First, a visit to nearby Beckenham Place Mansion with a colleague to capture b-roll and talking heads about their paywalled chamber concerts. They’re not the only band doing this at the moment. Expect other announcements next week. But, still there was an element of an occasion about the experience. There was also something reassuringly authentic about the experience too.

Orchestras aren’t really that big or grand or aloof. That’s what I’ve been reminded of this week.

Orchestras are perceived as ‘big things’. And because they’re seen as big they’re also assumed to be rolling in money or grand or aloof. Let’s avoid the aloof thing (because I’ll just descend into surfacing all of that negative talk I’ve heard about ‘classical music’s problem’ in recent months).

Instead, let’s focus on the reality that challenges that ‘grand’ assumption of scale.

The English Chamber Orchestra this week was the experience I recall most potently from my early arts admin days: little glamour; lots of anxiety; lots of negotiating spaces; lots of making sure everyone’s happy.

Don’t get me wrong, it was all perfectly organised. It’s just that orchestras aren’t in themselves glamorous things. And they’re not always big. This week was a reminder.

This was a dozen players. Single wind, trumpet, string quartet, and percussion. Filming meant I could get up to two metres away. And that combined with the deft purchase of a Canon EOS I made for a filming job in The City two weeks before lockdown meant not only was I able to get some tasty footage, but I was also able to hear an ensemble in rehearsal (Debussy) up close.

You’d think a sparse orchestration would leave me wanting. Of course it didn’t. Debussy got orchestration, wanting individual strengths of instruments to take centre stage. In chamber form the sound is rich, warm, strong but with a hint of shoestring. In Beckenham Place Mansion’s near-shabby chic interior, the combination of location and sparseness elevated the music by putting textures first.

I didn’t get emotional. Very early on in lockdown I assumed that I would get teary when I heard an orchestra play. Instead I felt at ease in the company of others I felt I knew (I don’t) and possibly even resentful that seemingly ridiculous health and safety measures were making the miraculous unnecessarily hard-fought.

__Supplied information__
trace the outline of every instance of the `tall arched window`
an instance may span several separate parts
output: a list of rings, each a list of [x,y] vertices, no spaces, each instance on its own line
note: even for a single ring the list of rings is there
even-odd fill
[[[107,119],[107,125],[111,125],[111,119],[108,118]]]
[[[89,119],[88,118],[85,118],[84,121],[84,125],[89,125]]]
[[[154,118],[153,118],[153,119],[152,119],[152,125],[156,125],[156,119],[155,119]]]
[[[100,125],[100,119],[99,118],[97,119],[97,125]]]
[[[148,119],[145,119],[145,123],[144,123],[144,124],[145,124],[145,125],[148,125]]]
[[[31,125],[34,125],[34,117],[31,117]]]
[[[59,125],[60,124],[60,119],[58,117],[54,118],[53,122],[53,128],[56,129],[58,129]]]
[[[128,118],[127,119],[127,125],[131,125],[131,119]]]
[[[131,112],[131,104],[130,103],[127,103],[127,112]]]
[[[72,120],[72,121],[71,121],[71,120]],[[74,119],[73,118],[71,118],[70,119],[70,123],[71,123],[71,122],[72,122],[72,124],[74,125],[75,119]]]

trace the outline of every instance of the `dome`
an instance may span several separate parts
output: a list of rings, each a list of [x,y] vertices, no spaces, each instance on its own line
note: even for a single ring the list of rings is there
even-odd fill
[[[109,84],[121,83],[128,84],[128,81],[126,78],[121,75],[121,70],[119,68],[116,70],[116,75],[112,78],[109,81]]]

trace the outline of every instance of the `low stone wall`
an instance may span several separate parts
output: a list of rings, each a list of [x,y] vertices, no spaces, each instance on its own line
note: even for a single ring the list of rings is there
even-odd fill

__What you need to do__
A: List the instrument groups that made up the dozen players in the piece about filming at Beckenham Place Mansion.
B: Extend the piece about filming at Beckenham Place Mansion, picking up after its final sentence.

__Answers to the tasks__
A: Single wind, trumpet, string quartet, percussion

B:
That’s perhaps what I’ve concluded most forcefully throughout all of this second ‘period’. Measures are not so much things which are there to preserve health, but ill-thought out and literal extrapolations of ham-fisted interpretations of health advice. It’s as though someone is standing next to a conductor during a concert and stopping proceedings to say: “but it says pianissimo there. I don’t think any of us would regard what you just directed as anything other than a piano.” You know, someone present bleeding all the joy out of life.

I’m thinking all of this at the same time as watching, for the third time in twenty-four hours, the CBSO’s Centenary Concert on YouTube.

It didn’t work terribly well on our TV screen. The sound mix wasn’t great – better in a mono mix than stereo – and the ‘live’ pieces to camera dissappointingly clunky unhearsed. But, the intent was strong and the storytelling potent. This was a fundraiser, of course. (Side note: I’ve now seen enough of these to think that if you’re asking for money, then the more potent thing to do would be to reveal how much money you’ve raised.)

It worked better on a laptop with a mono speaker. A.R. Rahman performing was touching, Sheku’s Saint-Saëns concerto was unexpectedly arrestin. Hannah Kendall’s Sparks was utterly compelling. Stravinsky’s Firebird was a bit of a tear-jerker come the final bars.

There was an air of sorrow about the whole thing. Plucky musicians doing their thing because they’re allowed to in a tight-controlled space. Yes, you can have your party so long as its absoutely and completely utterly safe. Not the uplift. A sort of outdoor concert done indoors. Not the kind of celebration I had hoped for.

No matter. This is all part of a journey that everyone is on. Stick with it.